▶ **WHAT YOU HAVE TO DO**:
All of the entries should be restated word for word, but without their pictures.

** ENTRIES SHOWN follows **

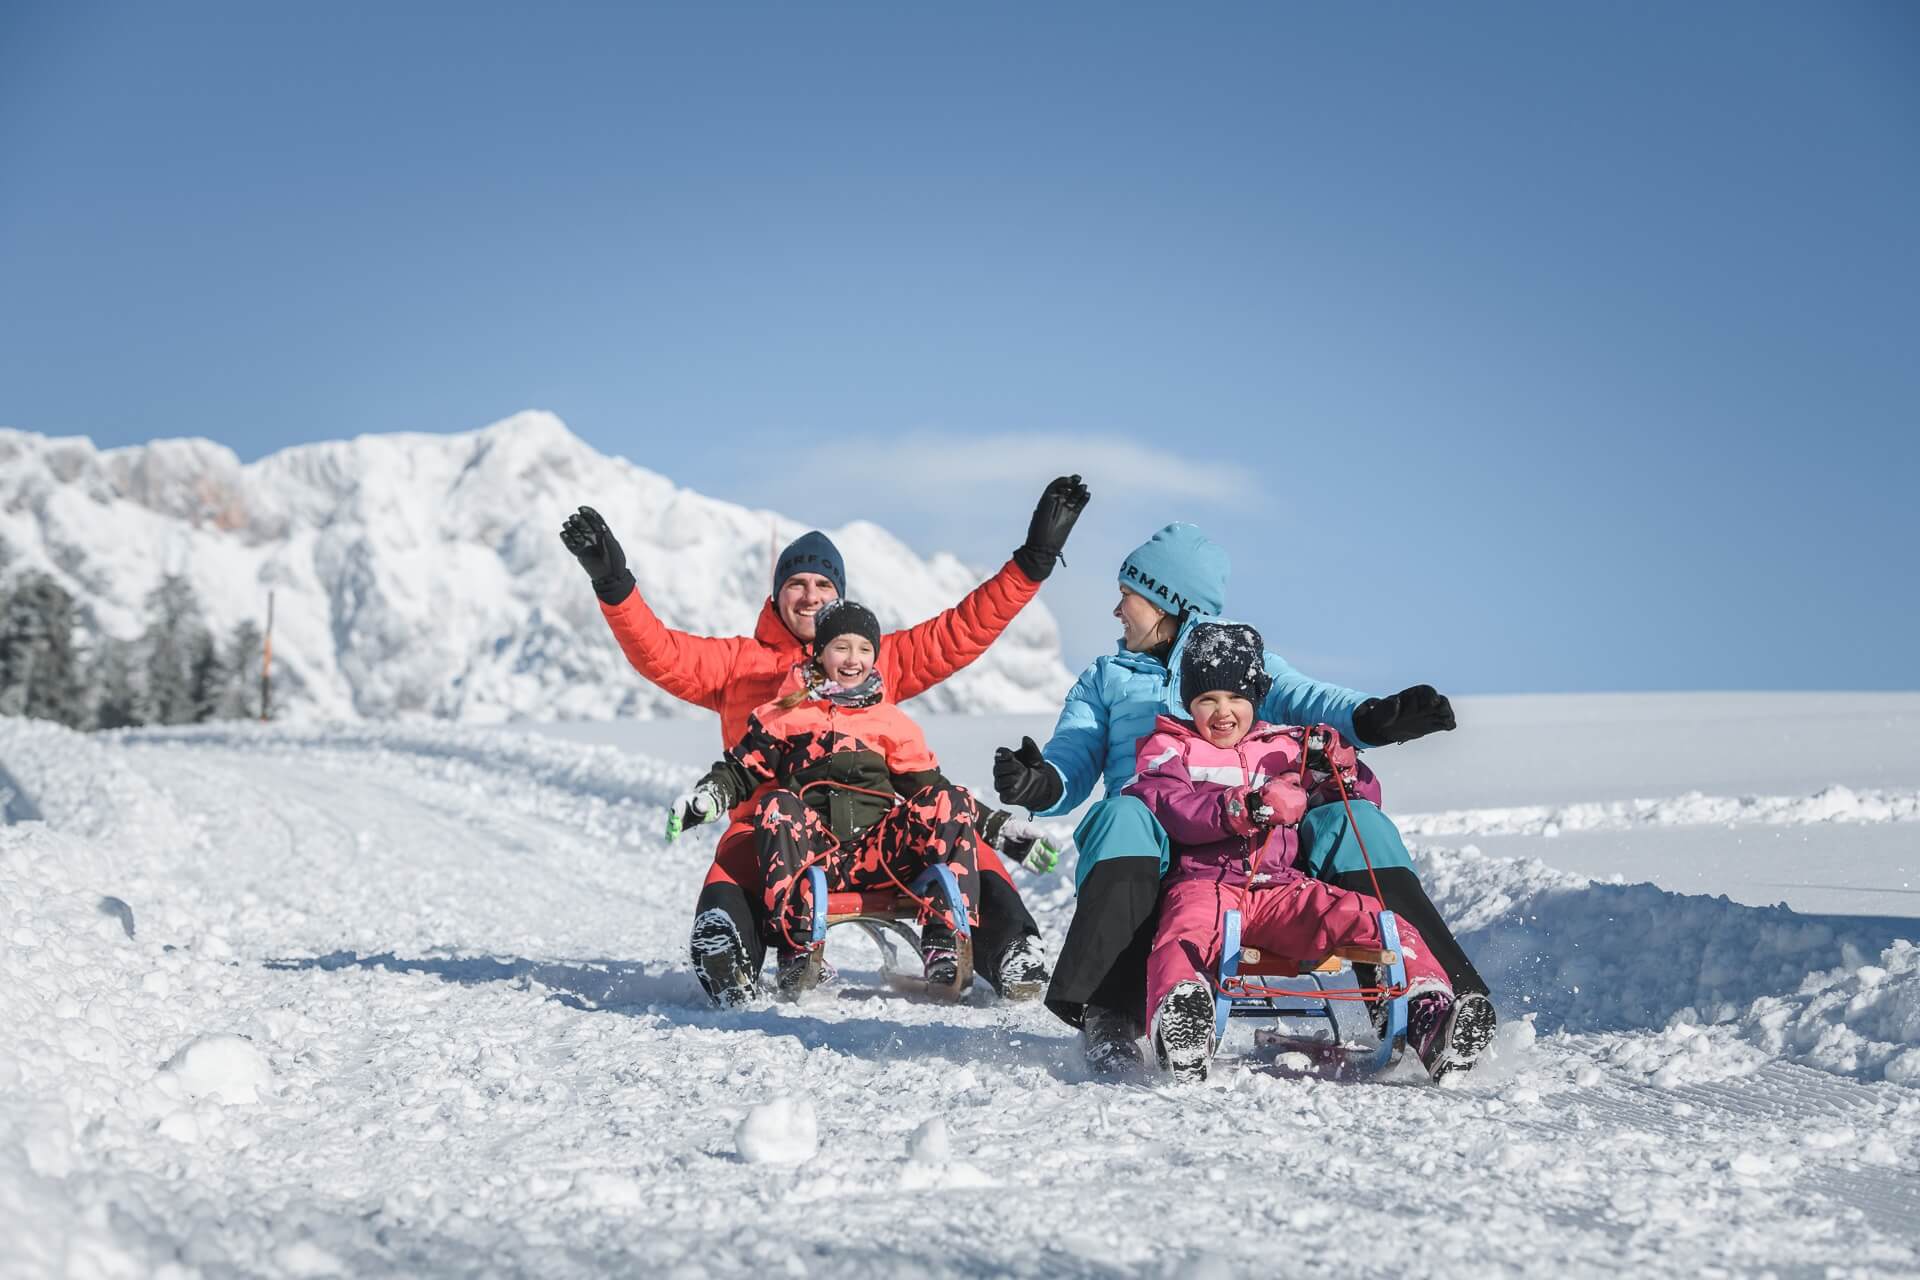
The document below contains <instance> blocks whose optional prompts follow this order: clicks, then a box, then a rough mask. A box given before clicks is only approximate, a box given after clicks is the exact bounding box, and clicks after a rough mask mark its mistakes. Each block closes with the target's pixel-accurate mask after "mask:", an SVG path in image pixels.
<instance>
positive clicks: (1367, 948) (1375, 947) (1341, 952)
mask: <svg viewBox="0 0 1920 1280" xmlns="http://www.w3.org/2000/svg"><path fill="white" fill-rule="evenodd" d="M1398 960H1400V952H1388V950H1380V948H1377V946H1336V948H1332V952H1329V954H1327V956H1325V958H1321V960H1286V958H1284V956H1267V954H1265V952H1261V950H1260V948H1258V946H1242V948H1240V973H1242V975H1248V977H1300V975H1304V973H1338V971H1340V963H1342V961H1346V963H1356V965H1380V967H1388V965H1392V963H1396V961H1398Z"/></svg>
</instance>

** End of ENTRIES SHOWN **

▶ **OUTPUT OF THE EXERCISE**:
The document below contains <instance> blocks whose optional prompts follow this order: clicks, then a box, then a rough mask. A box given before clicks is only approximate, a box given after clicks is the exact bounding box, and clicks after a rough mask mark its mistakes. Each block closes with the target's pixel-accurate mask after "mask:", an SVG path in image pixels.
<instance>
positive clicks: (1367, 948) (1375, 947) (1341, 952)
mask: <svg viewBox="0 0 1920 1280" xmlns="http://www.w3.org/2000/svg"><path fill="white" fill-rule="evenodd" d="M1398 960H1400V952H1388V950H1380V948H1377V946H1336V948H1332V952H1329V954H1327V956H1325V958H1321V960H1286V958H1284V956H1267V954H1265V952H1261V950H1260V948H1258V946H1242V948H1240V973H1242V975H1248V977H1300V975H1304V973H1338V971H1340V963H1342V961H1346V963H1356V965H1380V967H1388V965H1392V963H1396V961H1398Z"/></svg>
</instance>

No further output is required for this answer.